**What to do**
Your task is to write out exactly the lines of the listing below, from the first down to the line that holds "Where can you spot the tangled".

**Input material**

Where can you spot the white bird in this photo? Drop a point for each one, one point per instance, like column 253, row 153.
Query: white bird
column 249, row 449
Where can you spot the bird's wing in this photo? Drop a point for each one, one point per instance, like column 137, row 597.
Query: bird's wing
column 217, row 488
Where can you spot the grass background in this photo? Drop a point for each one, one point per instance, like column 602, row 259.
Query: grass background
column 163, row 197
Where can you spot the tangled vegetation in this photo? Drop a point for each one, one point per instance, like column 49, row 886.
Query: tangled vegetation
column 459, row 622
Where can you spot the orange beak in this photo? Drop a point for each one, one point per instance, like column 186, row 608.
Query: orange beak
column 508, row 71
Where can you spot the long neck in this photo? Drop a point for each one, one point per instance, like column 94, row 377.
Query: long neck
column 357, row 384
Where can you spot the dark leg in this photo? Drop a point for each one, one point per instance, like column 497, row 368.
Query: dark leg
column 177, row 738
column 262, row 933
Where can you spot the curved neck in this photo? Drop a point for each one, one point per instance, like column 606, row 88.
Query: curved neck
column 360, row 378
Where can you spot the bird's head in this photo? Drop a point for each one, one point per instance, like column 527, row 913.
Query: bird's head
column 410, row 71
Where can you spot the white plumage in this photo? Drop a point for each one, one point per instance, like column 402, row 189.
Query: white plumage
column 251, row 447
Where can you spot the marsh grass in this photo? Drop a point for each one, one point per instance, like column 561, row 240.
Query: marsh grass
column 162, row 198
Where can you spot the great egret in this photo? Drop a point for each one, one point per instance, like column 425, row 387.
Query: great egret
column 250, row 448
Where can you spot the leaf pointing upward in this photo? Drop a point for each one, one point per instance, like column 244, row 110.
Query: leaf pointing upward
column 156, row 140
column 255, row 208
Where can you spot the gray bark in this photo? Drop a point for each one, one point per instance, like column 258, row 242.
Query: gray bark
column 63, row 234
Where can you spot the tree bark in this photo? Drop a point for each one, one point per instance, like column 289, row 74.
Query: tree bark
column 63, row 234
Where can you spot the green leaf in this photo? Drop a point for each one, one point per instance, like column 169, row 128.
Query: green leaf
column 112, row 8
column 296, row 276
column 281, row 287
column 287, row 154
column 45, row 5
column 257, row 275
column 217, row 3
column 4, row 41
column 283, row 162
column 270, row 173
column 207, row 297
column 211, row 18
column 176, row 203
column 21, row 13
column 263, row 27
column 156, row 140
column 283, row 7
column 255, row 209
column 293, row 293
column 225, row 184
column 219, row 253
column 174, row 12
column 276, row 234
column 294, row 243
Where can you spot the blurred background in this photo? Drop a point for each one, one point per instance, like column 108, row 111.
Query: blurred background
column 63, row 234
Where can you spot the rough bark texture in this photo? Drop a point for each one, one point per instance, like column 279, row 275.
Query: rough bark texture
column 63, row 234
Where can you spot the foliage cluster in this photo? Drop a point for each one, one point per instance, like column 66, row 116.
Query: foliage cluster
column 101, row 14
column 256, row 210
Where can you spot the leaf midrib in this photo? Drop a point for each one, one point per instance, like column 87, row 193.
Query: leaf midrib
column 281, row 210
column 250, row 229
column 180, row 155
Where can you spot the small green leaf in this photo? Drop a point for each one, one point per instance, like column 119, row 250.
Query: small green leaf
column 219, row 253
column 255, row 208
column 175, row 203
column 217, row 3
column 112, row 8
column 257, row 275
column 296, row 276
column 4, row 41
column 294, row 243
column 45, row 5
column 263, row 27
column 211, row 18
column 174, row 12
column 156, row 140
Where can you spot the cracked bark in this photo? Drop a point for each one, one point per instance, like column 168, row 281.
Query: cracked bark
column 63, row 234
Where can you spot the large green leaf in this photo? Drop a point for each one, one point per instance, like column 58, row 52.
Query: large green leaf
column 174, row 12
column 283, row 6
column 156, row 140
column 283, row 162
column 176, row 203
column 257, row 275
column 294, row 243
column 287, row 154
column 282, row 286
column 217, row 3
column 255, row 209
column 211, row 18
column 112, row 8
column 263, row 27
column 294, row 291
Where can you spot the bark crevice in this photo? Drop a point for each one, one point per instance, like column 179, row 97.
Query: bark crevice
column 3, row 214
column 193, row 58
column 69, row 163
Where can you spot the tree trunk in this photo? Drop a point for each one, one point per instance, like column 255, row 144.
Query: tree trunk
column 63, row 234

**Solution to the problem**
Where can you spot the white bird in this photo? Drop a point for each one, one point per instance, like column 253, row 153.
Query: white bird
column 249, row 449
Where can you spot the bird's wing in this photo? Drop a point for each one, one point per instance, like column 137, row 597.
Query: bird's wing
column 217, row 488
Where can you spot the grass background in this photo? Drop a point for each one, one point per instance, like column 602, row 259.
Query: grass background
column 163, row 197
Where can you spot the tangled vegetation in this photo? Drop a point for each one, one point per instance, like column 49, row 886.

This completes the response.